## EXERCISE DETAILS:
Identify every line of the records that contains the word "sequined" and copy each of those lines. Case counts.
*** DATA PROVIDED
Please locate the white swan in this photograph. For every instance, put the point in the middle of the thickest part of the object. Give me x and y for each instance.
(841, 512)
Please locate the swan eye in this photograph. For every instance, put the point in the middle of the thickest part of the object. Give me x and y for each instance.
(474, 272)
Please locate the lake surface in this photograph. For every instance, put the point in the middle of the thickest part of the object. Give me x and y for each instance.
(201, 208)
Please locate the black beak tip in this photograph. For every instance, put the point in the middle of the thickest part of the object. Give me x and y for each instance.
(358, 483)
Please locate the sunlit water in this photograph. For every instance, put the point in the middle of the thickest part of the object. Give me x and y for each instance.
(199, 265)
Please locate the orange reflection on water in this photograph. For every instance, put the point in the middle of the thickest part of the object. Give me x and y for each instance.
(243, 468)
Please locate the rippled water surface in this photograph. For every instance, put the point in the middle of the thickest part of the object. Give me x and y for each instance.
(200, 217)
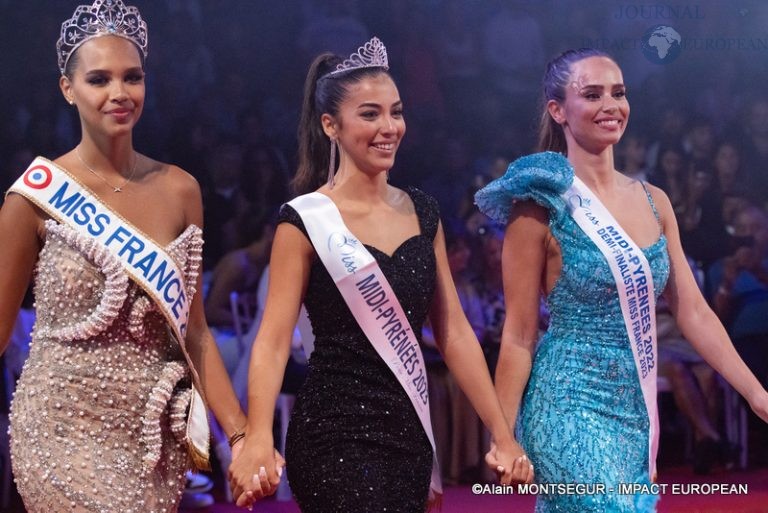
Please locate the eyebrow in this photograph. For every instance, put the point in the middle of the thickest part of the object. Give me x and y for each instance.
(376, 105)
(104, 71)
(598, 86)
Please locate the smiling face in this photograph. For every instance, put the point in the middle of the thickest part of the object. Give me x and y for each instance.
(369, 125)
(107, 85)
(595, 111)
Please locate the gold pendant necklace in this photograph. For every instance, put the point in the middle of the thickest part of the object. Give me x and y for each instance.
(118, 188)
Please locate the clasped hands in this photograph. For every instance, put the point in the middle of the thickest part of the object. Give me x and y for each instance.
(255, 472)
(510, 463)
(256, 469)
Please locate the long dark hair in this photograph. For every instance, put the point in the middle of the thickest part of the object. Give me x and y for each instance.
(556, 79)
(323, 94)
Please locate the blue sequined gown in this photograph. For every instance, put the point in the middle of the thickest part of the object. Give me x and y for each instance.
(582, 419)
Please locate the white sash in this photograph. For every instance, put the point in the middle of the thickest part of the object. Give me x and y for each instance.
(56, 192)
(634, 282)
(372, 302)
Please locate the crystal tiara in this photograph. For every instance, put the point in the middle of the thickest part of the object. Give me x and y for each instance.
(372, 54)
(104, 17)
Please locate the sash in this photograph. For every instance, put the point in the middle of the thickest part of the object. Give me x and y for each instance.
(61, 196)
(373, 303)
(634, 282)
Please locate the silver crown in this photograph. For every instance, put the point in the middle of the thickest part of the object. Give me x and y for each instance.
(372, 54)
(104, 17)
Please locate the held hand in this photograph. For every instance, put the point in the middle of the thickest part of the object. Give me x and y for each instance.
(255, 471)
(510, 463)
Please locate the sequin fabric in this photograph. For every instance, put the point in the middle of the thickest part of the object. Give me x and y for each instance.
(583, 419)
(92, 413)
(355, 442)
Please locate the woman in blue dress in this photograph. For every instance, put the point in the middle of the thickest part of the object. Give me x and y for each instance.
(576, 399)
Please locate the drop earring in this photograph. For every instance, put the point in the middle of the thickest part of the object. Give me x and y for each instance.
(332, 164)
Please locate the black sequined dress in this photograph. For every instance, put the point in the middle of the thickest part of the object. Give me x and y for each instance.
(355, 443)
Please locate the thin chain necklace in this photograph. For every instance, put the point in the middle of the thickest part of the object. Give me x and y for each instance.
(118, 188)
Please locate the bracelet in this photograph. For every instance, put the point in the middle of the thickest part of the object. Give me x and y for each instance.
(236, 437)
******
*** DATA PROVIDED
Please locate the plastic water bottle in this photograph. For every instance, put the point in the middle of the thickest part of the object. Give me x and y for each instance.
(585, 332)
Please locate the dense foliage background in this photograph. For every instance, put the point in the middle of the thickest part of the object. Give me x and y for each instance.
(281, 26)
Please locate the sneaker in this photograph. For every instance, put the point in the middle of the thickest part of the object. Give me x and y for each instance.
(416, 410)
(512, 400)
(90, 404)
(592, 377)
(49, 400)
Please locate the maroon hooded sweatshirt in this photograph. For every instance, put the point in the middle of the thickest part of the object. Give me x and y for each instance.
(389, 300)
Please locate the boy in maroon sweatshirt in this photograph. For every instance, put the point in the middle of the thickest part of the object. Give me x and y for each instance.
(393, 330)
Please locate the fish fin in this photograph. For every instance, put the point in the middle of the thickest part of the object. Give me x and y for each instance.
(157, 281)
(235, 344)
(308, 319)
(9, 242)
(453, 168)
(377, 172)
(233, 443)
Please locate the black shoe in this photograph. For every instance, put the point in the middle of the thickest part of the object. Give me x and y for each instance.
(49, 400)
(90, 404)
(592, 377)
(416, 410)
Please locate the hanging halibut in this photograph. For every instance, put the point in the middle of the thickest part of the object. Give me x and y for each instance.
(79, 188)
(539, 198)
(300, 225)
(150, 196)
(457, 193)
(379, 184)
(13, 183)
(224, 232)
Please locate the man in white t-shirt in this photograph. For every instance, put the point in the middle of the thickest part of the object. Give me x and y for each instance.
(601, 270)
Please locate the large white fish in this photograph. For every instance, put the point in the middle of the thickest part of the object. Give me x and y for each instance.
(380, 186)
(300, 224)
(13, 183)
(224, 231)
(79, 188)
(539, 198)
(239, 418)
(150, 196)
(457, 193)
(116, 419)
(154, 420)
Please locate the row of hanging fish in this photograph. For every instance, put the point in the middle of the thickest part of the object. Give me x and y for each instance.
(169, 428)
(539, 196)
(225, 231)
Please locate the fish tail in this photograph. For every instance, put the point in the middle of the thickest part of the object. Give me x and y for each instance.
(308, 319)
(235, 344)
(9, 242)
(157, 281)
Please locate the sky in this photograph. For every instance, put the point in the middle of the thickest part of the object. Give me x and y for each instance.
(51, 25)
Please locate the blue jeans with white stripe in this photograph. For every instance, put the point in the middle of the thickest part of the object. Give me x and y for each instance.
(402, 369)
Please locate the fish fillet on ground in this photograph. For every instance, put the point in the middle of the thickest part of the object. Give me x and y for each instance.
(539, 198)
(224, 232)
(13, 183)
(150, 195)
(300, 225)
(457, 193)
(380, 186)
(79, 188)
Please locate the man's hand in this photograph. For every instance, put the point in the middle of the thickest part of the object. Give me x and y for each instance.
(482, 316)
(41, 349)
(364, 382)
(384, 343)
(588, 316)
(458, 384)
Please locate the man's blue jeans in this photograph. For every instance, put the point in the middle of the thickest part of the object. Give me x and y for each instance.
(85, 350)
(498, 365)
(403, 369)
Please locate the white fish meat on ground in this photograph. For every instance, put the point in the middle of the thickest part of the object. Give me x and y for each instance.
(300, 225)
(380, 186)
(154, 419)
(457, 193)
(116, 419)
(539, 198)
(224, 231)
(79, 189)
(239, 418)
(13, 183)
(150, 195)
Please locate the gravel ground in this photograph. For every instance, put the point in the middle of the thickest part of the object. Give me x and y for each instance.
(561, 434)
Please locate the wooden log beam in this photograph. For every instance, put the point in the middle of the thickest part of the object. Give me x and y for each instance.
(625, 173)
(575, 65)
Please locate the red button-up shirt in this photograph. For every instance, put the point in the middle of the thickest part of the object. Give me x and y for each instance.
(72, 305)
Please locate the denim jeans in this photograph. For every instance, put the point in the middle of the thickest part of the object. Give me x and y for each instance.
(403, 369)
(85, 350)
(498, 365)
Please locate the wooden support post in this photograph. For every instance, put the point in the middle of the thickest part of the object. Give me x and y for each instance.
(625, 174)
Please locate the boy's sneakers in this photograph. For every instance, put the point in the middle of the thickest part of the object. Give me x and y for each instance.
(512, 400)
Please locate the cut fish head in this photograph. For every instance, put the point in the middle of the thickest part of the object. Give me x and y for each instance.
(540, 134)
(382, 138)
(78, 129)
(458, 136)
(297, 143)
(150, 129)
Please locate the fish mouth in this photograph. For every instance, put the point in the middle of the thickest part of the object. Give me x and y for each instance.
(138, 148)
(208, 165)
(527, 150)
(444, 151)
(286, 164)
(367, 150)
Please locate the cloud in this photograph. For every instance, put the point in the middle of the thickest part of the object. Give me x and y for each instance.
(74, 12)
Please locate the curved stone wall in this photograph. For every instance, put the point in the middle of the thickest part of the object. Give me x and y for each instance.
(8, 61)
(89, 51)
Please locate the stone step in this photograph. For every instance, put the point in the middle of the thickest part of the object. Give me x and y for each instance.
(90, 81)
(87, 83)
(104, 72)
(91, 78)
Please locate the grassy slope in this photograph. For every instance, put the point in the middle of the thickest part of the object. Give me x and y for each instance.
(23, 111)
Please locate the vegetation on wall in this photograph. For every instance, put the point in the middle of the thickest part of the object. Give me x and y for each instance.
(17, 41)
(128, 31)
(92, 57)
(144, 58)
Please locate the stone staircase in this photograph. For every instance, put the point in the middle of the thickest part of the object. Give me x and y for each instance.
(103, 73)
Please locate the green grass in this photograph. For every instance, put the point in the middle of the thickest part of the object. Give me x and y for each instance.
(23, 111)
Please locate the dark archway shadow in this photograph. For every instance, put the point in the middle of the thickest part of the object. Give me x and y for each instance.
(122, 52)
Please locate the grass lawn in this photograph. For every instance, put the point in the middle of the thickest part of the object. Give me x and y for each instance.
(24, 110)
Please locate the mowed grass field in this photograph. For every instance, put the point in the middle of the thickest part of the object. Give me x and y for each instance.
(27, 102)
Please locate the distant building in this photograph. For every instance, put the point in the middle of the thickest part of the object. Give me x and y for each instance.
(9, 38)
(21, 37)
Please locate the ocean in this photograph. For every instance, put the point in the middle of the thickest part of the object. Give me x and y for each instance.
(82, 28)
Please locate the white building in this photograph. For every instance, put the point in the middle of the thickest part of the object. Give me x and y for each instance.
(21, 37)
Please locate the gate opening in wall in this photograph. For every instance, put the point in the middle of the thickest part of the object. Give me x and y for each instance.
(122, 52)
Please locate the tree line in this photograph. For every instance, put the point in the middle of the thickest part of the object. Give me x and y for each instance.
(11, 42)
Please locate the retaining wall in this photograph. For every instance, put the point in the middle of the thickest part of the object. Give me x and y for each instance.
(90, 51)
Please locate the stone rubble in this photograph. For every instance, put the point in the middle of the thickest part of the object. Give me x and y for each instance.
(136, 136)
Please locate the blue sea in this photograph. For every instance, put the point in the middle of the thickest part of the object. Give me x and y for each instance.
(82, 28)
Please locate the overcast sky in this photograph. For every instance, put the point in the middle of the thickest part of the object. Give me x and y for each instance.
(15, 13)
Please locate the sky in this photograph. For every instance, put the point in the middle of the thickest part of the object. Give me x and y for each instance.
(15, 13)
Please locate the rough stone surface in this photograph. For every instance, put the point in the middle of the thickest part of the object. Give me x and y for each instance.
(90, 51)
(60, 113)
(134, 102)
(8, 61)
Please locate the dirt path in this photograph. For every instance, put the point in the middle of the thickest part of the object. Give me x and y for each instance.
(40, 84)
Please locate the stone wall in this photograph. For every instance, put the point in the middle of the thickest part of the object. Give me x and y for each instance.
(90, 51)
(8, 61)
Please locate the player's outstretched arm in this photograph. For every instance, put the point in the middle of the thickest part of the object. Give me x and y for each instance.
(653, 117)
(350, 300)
******
## WORKED ANSWER:
Please locate the blue sequined gown in this photograph. For every instance, put the point in the middle of the thickest part of the object. Give me x and y for each instance.
Please locate the black sequined dress in this photograph. For every instance, put the point in the middle of the thickest part of the object. Give me x and y for each instance.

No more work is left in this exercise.